EXERCISE DIRECTIONS:
The reply must repeat each entry exactly and contain no pictures.

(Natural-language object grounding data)
————

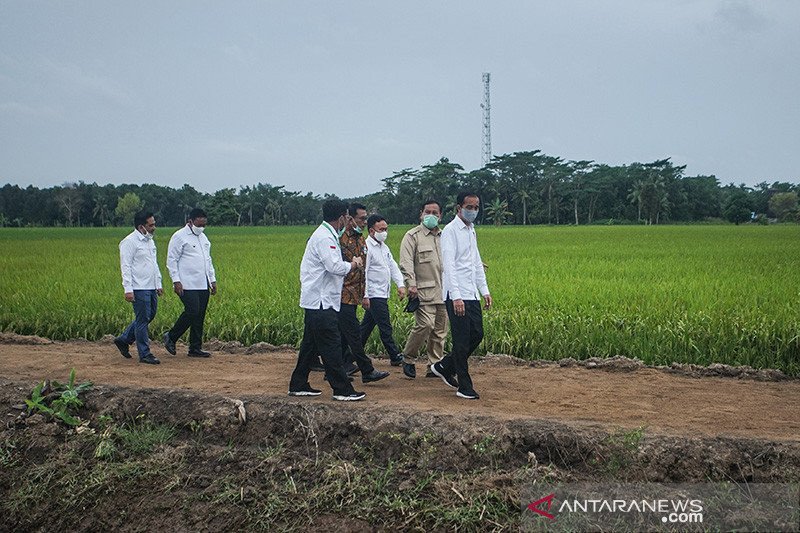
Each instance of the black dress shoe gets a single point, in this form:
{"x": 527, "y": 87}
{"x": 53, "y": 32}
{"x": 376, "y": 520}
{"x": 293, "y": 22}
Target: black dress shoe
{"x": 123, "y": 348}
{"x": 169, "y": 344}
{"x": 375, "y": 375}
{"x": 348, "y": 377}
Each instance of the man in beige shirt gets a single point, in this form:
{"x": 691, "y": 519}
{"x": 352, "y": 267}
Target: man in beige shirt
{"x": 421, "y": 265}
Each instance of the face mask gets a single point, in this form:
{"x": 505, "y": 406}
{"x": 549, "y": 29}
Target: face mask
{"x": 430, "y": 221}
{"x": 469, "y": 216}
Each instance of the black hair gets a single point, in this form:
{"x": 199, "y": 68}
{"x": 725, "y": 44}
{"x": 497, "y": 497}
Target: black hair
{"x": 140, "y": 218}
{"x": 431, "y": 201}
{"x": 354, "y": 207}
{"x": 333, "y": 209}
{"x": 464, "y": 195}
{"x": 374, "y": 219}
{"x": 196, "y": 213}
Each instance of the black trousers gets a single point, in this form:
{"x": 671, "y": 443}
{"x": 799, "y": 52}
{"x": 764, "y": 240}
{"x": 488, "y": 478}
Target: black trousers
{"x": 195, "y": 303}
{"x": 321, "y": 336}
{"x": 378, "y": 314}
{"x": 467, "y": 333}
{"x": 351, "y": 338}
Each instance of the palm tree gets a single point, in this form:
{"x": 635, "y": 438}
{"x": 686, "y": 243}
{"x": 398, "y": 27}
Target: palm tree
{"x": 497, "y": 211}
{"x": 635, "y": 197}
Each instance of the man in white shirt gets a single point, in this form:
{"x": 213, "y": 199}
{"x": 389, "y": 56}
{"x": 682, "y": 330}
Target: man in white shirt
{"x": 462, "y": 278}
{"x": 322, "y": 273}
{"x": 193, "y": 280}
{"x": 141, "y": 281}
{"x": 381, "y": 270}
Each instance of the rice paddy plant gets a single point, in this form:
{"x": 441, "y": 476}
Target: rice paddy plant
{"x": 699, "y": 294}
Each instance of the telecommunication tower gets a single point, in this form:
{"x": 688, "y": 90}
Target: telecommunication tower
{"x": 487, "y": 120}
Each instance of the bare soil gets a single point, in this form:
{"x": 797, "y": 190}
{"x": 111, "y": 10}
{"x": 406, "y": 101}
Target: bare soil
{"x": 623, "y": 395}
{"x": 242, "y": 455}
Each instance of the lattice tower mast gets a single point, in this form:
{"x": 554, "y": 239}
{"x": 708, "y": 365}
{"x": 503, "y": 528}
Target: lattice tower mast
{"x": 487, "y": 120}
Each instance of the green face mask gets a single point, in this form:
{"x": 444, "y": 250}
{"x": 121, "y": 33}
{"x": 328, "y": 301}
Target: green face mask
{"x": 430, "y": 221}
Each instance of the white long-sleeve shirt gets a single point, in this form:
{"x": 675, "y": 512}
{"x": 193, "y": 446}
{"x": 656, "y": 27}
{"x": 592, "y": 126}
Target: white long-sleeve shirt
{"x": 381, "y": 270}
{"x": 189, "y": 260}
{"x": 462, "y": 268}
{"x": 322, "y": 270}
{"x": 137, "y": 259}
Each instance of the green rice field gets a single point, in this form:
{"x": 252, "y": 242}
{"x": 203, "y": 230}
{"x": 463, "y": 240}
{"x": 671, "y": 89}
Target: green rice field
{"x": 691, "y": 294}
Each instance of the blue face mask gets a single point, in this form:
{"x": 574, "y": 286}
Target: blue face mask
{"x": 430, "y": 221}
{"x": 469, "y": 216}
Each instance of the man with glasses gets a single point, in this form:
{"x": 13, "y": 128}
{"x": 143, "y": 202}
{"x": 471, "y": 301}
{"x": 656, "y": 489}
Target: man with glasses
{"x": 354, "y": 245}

————

TASK SOLUTION:
Each instance of the black dress shoe gets a single point, in this form:
{"x": 527, "y": 87}
{"x": 53, "y": 32}
{"x": 376, "y": 520}
{"x": 293, "y": 22}
Target: black dress shoe
{"x": 123, "y": 348}
{"x": 169, "y": 344}
{"x": 375, "y": 375}
{"x": 348, "y": 377}
Each instance of the man in beige shirt gets a single point, in this form:
{"x": 691, "y": 519}
{"x": 352, "y": 267}
Target: man in beige shirt
{"x": 421, "y": 265}
Each instance of the face mask gets a single point, in this form:
{"x": 505, "y": 406}
{"x": 549, "y": 29}
Target: face mask
{"x": 430, "y": 221}
{"x": 469, "y": 216}
Each instance of the black hair gets a single point, in this form:
{"x": 199, "y": 68}
{"x": 725, "y": 44}
{"x": 497, "y": 497}
Target: black hair
{"x": 140, "y": 218}
{"x": 431, "y": 201}
{"x": 354, "y": 207}
{"x": 333, "y": 209}
{"x": 464, "y": 195}
{"x": 374, "y": 219}
{"x": 196, "y": 213}
Each instance of the black trousers gets a single point, in this form:
{"x": 671, "y": 443}
{"x": 799, "y": 52}
{"x": 764, "y": 240}
{"x": 488, "y": 478}
Target: black trousers
{"x": 195, "y": 303}
{"x": 321, "y": 336}
{"x": 378, "y": 314}
{"x": 467, "y": 333}
{"x": 351, "y": 338}
Each instance of the palm tree gets a single point, in this form:
{"x": 635, "y": 438}
{"x": 686, "y": 243}
{"x": 398, "y": 27}
Target: palm tree
{"x": 497, "y": 211}
{"x": 635, "y": 197}
Each instance of the man in white shirt gets a single point, in this form:
{"x": 213, "y": 199}
{"x": 389, "y": 56}
{"x": 682, "y": 330}
Target: man in white shirt
{"x": 462, "y": 278}
{"x": 322, "y": 273}
{"x": 193, "y": 280}
{"x": 141, "y": 281}
{"x": 381, "y": 270}
Each instance of the rice paddy plant gets a single point, in this form:
{"x": 441, "y": 476}
Target: rice paddy plant
{"x": 699, "y": 294}
Each instance of the telecommunication tower gets a single point, in this form:
{"x": 688, "y": 90}
Target: telecommunication tower
{"x": 487, "y": 120}
Each instance of the bare soil gets a single point, in this form:
{"x": 797, "y": 190}
{"x": 111, "y": 10}
{"x": 406, "y": 101}
Target: bare soil
{"x": 623, "y": 395}
{"x": 242, "y": 455}
Each instance of the lattice tower mast gets a single point, in this form:
{"x": 554, "y": 239}
{"x": 708, "y": 365}
{"x": 503, "y": 528}
Target: lattice tower mast
{"x": 487, "y": 120}
Each instance of the green face mask gets a single point, in this form:
{"x": 444, "y": 250}
{"x": 121, "y": 33}
{"x": 328, "y": 301}
Target: green face mask
{"x": 430, "y": 221}
Each instance of the white long-sleeve shirt gets a single point, in this form:
{"x": 675, "y": 512}
{"x": 193, "y": 446}
{"x": 656, "y": 27}
{"x": 592, "y": 126}
Target: white long-sleeve shirt
{"x": 381, "y": 270}
{"x": 189, "y": 260}
{"x": 462, "y": 268}
{"x": 322, "y": 270}
{"x": 137, "y": 259}
Each instance of the green rice field gets a single point, in this form:
{"x": 252, "y": 242}
{"x": 203, "y": 230}
{"x": 463, "y": 240}
{"x": 671, "y": 89}
Target: green rice field
{"x": 691, "y": 294}
Each instance of the blue face mask gets a single point, in this form:
{"x": 574, "y": 286}
Target: blue face mask
{"x": 430, "y": 221}
{"x": 469, "y": 216}
Each instance of the man with glasses gets a single point, in this form:
{"x": 13, "y": 128}
{"x": 143, "y": 202}
{"x": 471, "y": 301}
{"x": 656, "y": 489}
Target: man with glasses
{"x": 354, "y": 245}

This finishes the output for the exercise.